- [PAGE EXCERPT]
────────────────
Beekhuizen drew parallels between today and the time when Americans were facing the early stages of what would become a global pandemic. It was a period of broad economic uncertainty as the Covid virus affected every aspect of everyday life and caused massive shakeups in spending and employments trends.

The trends seen by the Pepperidge Farm and V-8 maker comes as Wall Street and economists wonder what’s next for the U.S. economy after President Donald Trump‘s tariff policy raised recession fears and battered consumer sentiment.

More meals at home could mean people are eating out less, showing Americans tightening their belts. That can spell bad news for gross domestic product, two thirds of which relies on consumer spending. A recession is commonly defined as two straight quarters of the GDP shrinking.

It can also underscore the souring outlook of everyday Americans on the national economy. The University of Michigan’s consumer sentiment index last month fell to one of its lowest levels on record.
────────────────
(Stored items from a collection)
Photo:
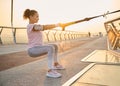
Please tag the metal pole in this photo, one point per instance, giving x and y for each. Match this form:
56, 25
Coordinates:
14, 40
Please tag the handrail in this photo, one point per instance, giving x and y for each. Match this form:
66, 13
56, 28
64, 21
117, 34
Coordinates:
6, 36
113, 33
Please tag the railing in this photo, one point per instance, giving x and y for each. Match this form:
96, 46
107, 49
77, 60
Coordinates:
113, 30
11, 35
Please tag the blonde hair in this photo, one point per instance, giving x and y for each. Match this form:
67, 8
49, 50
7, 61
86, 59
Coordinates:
27, 13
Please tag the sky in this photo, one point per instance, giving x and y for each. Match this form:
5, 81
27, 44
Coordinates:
61, 11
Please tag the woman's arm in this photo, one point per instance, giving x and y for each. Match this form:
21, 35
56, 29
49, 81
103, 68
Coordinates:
51, 26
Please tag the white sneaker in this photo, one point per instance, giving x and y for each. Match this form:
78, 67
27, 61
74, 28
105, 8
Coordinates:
────────────────
- [CHECK YOUR UNDERSTANDING]
- 1) Decide whether each statement agrees with the passage on the U.S. economy, answering yes or no and quoting the deciding words. (a) A recession is commonly defined as two straight quarters of shrinking GDP. (b) Consumer spending accounts for half of gross domestic product. (c) The University of Michigan's consumer sentiment index rose last month.
- 2) According to the passage on the U.S. economy, what raised recession fears and battered consumer sentiment?
The rows were taken from a separate source.

- [ANSWERS TO THE EXERCISE]
- 1)
(a) Yes: "A recession is commonly defined as two straight quarters of the GDP shrinking."
(b) No: "two thirds of which relies on consumer spending."
(c) No: "fell to one of its lowest levels on record."

- 2) President Donald Trump's tariff policy.